WHAT IS BEING ASKED: Rewrite the stretch from the line containing "Tag every instance of the fireplace" through the line containing "pixel 460 216", putting "hearth" wherever "firebox" appears and leaving everything else unchanged.

EXTRACTED ENTRIES:
※

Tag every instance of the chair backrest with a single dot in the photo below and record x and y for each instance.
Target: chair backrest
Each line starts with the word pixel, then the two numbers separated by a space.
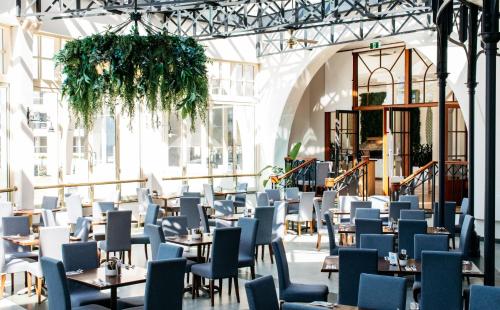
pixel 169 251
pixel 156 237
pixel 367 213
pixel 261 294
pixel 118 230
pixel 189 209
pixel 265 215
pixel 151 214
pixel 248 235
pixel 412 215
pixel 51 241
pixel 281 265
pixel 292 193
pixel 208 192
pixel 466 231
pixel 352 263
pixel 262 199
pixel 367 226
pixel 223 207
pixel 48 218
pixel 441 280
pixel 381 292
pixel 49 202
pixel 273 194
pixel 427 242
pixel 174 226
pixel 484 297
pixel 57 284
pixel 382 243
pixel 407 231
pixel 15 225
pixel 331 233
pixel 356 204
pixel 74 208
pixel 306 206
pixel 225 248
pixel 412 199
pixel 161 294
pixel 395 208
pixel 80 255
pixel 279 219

※

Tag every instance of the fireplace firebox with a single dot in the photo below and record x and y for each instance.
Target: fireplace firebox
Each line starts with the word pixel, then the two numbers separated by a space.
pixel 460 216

※

WRITTEN RESPONSE:
Tag every instance of the fireplace hearth with a single dot in the photo below and record x and y for each instance.
Target: fireplace hearth
Each line starts with the word pixel, then the two numbers separated by a space.
pixel 460 216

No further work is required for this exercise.